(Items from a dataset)
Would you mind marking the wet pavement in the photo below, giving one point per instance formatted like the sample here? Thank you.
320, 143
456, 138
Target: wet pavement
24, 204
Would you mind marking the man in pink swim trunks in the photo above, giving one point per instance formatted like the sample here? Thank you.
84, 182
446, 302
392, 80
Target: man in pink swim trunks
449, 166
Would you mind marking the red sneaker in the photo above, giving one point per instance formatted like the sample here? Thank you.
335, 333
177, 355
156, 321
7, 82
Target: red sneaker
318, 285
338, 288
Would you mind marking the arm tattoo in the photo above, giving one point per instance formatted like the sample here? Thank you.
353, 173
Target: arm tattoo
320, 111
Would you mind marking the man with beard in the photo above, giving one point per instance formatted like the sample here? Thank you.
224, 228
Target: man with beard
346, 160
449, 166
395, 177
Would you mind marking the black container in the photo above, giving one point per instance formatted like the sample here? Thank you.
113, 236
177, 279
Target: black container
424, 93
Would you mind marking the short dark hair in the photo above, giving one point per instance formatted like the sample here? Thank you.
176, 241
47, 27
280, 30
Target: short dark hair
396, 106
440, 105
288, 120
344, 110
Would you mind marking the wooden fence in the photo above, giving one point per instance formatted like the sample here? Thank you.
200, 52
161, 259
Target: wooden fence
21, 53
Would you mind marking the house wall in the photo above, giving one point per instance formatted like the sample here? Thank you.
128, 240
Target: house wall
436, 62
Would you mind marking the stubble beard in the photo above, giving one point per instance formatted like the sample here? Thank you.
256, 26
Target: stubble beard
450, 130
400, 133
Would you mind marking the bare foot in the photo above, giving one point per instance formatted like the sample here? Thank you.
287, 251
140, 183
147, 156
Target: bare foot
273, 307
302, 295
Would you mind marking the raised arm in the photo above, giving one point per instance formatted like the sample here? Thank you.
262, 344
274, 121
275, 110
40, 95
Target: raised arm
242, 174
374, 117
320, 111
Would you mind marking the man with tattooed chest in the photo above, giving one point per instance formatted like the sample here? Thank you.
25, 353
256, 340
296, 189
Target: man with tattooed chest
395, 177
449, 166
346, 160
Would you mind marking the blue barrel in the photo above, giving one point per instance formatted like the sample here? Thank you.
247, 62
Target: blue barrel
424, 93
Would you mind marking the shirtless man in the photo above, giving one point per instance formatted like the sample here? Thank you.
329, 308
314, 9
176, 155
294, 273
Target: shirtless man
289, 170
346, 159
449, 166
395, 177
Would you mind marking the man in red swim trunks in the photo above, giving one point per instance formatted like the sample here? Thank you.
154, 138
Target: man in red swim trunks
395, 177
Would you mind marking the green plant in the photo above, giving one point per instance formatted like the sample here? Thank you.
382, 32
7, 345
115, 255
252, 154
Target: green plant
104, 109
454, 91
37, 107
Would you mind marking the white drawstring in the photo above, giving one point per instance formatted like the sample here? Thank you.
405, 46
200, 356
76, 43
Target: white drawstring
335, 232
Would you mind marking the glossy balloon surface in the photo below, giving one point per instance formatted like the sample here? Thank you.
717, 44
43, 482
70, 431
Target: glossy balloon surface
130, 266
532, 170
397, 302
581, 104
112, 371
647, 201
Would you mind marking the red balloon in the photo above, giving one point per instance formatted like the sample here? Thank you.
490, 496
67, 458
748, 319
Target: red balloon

_DO THIS_:
Write out the entries in full, exactly as given.

_TASK RESULT_:
Would you mind marking the wet pavement in the photo below, giving one point per instance formatted like the sample here? Thank you.
320, 143
456, 138
Target: wet pavement
24, 204
Would you mind marking the man in pink swim trunks in the photo above, giving one point per instance formatted like the sample here? Thank you.
84, 182
446, 302
392, 80
Target: man in pink swim trunks
449, 166
Would you mind marking the red sneaker in the photo above, giving one point per instance formatted like the sample here? Thank you.
335, 333
177, 355
156, 321
7, 82
Target: red sneaker
318, 285
338, 288
Would you mind marking the arm tattoo in the photo above, giving one point per instance formatted like the sample here? Thank you.
353, 173
Target: arm tattoo
320, 111
Would you mind marking the man with beard in the photo above, giving one point per instance formatted like the sample here? Thank you.
224, 228
Target: man with beard
346, 160
449, 166
395, 177
Would you mind marking the black container in the photo above, giving one point per instance formatted like the sample here? Thank you.
113, 236
177, 279
Target: black container
424, 93
Would you mind marking the short dark hair in the photo above, giving one point per instance formatted like the sample here? Thank you.
176, 241
47, 27
280, 30
Target: short dark hair
396, 106
440, 105
288, 120
344, 110
Would you mind marking the wooden fence in the photo above, giving one point per instance formatted like the sample here? Thank you.
200, 52
161, 259
Target: wooden fence
21, 53
Would you mind marking the house wall in the photo above, giving one point per instance formatted like the sample here? Thank you.
128, 240
Target: house wall
436, 62
Would you mind marking the stubble beard in the photo above, giving one point per instance formatted like the sample here? Thank you.
256, 26
Target: stubble beard
450, 130
400, 133
Would you mind marking the bare foot in the photo above, giving one point per instance formatted like the sample here? Thank you.
287, 251
140, 183
147, 156
Target: bare foot
273, 307
302, 295
Would you mind marking the raised arm in the photo above, giving one point per instance formatted like the sample here? Thank you.
262, 344
274, 121
275, 110
40, 95
Target: raised arm
242, 174
374, 117
320, 111
Would you mind marking the man with tattooed chest in the photo above, giving one point per instance formatted like the sample here? Thank you.
25, 353
256, 340
296, 189
Target: man with tattooed chest
395, 177
449, 166
346, 160
Would you mind marking the blue barrel in the photo above, giving one point per instance formatted like the sample here? Thank you.
247, 62
Target: blue barrel
424, 93
Would you mind marking the shirtless man in the photo above, giving one point per instance formatted like the sample here? Thank you.
329, 308
314, 9
176, 155
294, 273
Target: shirtless man
289, 170
346, 159
449, 166
395, 177
Would you mind marking the man in red swim trunks in the photo above, giving one point per instance formatted like the sample here? Thank you.
154, 138
Target: man in red swim trunks
395, 177
Would you mind marking the green plant in the photo above, giving one point per instance formatted like the sample here? Thank you.
382, 32
7, 345
115, 255
252, 154
Target: green plant
104, 109
454, 91
37, 107
Would you mind marking the white drawstring in the photo above, giving one point per instance formatted like the sample here? Thank you.
405, 46
200, 356
76, 43
Target: white drawstring
335, 232
Would you mind marking the glossy balloon surface in the photo below, giving one point per instance formatted like the sample here? Thank you.
717, 44
43, 482
70, 431
Target: glossy balloon surface
130, 266
532, 170
397, 302
581, 104
112, 371
647, 201
Would you mind marking the red balloon in the photo above, giving one point per instance formatted like the sample here? Thank you.
490, 496
67, 458
748, 319
Target: red balloon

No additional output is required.